◆ Exercise description ◆
Extract every line of the listing below verbatim, leaving out the pictures.

───── Items ─────

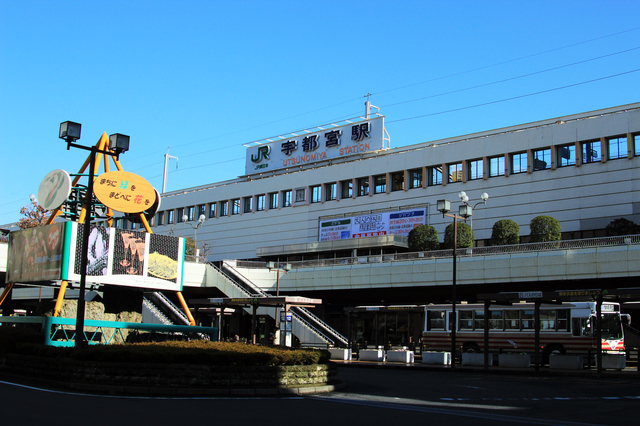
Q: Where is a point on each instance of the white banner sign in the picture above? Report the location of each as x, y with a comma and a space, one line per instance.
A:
372, 225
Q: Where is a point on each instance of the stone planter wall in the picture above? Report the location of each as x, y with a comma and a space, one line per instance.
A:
167, 375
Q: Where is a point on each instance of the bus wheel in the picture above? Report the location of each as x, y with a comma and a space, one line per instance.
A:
471, 348
552, 350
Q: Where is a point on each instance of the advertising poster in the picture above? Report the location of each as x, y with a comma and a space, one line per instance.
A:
372, 225
36, 254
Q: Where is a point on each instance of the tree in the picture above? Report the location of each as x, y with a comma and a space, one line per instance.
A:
622, 226
545, 228
505, 231
466, 237
33, 214
423, 238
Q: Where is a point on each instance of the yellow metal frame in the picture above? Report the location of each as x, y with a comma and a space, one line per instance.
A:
101, 145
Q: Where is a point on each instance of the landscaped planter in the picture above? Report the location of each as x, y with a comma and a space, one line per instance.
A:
514, 360
341, 354
436, 358
566, 362
400, 356
613, 362
371, 355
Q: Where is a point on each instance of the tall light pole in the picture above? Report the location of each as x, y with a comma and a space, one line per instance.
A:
195, 227
465, 211
70, 132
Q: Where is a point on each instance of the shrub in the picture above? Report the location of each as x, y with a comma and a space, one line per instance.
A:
423, 238
622, 226
545, 228
466, 237
505, 231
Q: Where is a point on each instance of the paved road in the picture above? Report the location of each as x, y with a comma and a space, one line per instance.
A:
373, 396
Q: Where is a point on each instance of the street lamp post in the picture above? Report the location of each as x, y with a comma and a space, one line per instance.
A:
195, 227
465, 211
70, 132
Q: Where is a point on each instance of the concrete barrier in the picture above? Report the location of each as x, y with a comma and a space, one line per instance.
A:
371, 355
514, 360
400, 356
566, 362
436, 358
341, 354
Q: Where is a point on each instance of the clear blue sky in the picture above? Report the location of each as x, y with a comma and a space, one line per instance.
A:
204, 77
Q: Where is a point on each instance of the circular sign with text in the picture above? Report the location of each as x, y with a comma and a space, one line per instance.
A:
124, 192
54, 189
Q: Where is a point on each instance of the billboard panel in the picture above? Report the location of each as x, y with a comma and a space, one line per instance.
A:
36, 254
372, 225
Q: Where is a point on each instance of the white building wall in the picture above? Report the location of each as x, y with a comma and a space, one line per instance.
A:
582, 197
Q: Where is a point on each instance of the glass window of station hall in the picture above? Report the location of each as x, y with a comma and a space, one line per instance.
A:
496, 166
591, 152
542, 159
274, 199
454, 172
380, 184
260, 202
617, 147
435, 176
363, 186
519, 163
476, 169
316, 194
415, 178
286, 198
397, 181
331, 191
346, 189
566, 155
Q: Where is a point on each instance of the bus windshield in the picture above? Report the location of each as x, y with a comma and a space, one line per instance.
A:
611, 327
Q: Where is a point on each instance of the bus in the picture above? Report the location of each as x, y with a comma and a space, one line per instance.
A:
564, 328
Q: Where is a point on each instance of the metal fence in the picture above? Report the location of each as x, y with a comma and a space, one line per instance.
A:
462, 252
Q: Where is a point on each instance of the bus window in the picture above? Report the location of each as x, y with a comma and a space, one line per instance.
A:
465, 321
496, 322
512, 319
435, 320
563, 323
478, 321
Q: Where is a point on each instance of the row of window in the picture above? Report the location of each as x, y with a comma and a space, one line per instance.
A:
583, 152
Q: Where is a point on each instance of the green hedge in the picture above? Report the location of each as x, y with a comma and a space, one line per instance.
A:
193, 352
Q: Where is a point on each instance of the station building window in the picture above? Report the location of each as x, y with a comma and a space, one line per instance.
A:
454, 172
274, 200
496, 166
566, 155
542, 159
435, 176
519, 163
415, 178
363, 187
260, 202
316, 194
476, 169
380, 184
397, 181
235, 206
346, 189
286, 198
617, 148
224, 208
247, 205
331, 191
591, 152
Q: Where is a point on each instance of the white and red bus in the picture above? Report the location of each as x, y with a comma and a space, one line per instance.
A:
564, 328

─────

◆ Written answer ◆
Q: Where is a point on each instance of the white banner sign in the picture above? Report the location of each as x, y with a comma and a space, one line per instance.
A:
372, 225
Q: Where is a point on each instance of the stone planter wall in the picture above? Report the location of each as x, y with a comma and a space, one line per instance.
A:
167, 375
Q: Where is a point on each instance of the bus wheel in the picture above? Report the location of each as x, y with a comma and a space, one line per instance.
A:
471, 348
552, 350
Q: Where is a point on each instance of the advertising poster in the picture above? Report the location of each as x, y with a comma and a space, one line per instance.
A:
372, 225
36, 254
Q: Where is a point on each instance of the tree in the picture above? Report the location of each as x, y with a comma and a space, one line per instance.
A:
622, 226
545, 228
505, 231
466, 237
33, 214
423, 238
Q: Where is a point on each instance of the yellow metal frame in the picture above? Report the location of each as x, y with a comma and a space, one line per instance.
A:
101, 145
Q: Where is a point on each instance of the landscaped planter in the picture above? Report the location of each as x, y with a comma and a space, one line per instance.
A:
514, 360
341, 354
436, 358
566, 362
400, 356
613, 362
371, 355
Q: Where is a point on each instance of the tall light pole in the picture above? Report the location of each as x, y with a comma and a space, one line per instance.
A:
195, 227
465, 211
70, 132
Q: Where is a point on each instance of the shrub in the picture above? Report the location of each as x, y with a comma and a space, one line per instance.
A:
423, 238
622, 226
545, 228
466, 237
505, 231
Q: Where is a point on each instance of the paved road in the picture above? Report the location of each as x, y with a comma and a space, one line per instance.
A:
373, 396
Q: Where is a point on each instance of the street lamp post in the picture above? Report the location of each as x, y with a comma and a space, one line per instance.
A:
195, 227
465, 211
70, 132
Q: Where is a point on each instance of the concrete barrier in the picture above? Report the location of each as x, y with a comma and a space, one line per instance.
A:
371, 355
514, 360
400, 356
566, 362
436, 358
341, 354
Q: Where is a point on each instance of the clear blue sky in the picture above? Report the location of each as x, y with a comma and a space, one line per instance.
A:
204, 77
Q: Where is a point on each instance of the circular sign with text in the picture above? Report the location of each as x, y with a comma and a space, one line per instance.
A:
124, 192
54, 189
Q: Where is a point on each instance of the billboard panel in the picture above? Report the location of each as x, y with a comma and a space, one line per instance.
A:
36, 254
372, 225
Q: Where is a point on each instance of the white building wall in the picture above? Report the location of each as x, y with a comma and a space, one line per instance.
A:
582, 197
Q: Where is a point on each instance of the glass window of station hall in the picture above? Report the location of each as x, y with a comma and a space, one line per instance.
A:
496, 166
591, 152
542, 159
274, 199
454, 172
380, 184
260, 202
617, 147
435, 176
363, 186
519, 163
476, 169
316, 194
415, 178
286, 198
397, 181
331, 191
346, 189
566, 155
Q: Where is a point on each instance of the bus windshield in the picture above? Report the location of each as x, y with a comma and a space, one line per instance.
A:
611, 327
Q: Where is a point on each instance of the bus in the picture above? Report the location of each as x, y with a comma and a space, one line per instance.
A:
564, 328
Q: Where is a point on each instance of the metal fence in the picture above? Report the location of each as x, y with a comma and a space, one line per instance.
A:
462, 252
Q: Where is a point on each instance of the bus window in the picture above? Report the location of each as x, y with a comma and a space, one line per instance.
A:
465, 321
496, 322
512, 319
435, 320
563, 323
478, 321
Q: Where is a point on each instance of the row of window in the picture above? Report the location of each as x, y with a comma and a space, one line per instance.
A:
583, 152
Q: Where is a point on each instance of the green hedge in the picture above? Report the location of each as x, y with a comma and a space, one line per instance.
A:
193, 352
Q: Where is a point on each instance of the station building window in the picture above? Report the location of each as x, y with a comma and a space, one line per instance.
A:
454, 172
274, 200
496, 166
566, 155
542, 159
435, 176
519, 163
415, 178
363, 187
260, 202
316, 194
476, 169
380, 184
397, 181
235, 206
346, 189
286, 198
617, 148
224, 208
247, 205
331, 191
591, 152
Q: Where is a point on each instance of the white and red bus in the picture above? Report the location of each as x, y with a comma and a space, one line per instance.
A:
564, 328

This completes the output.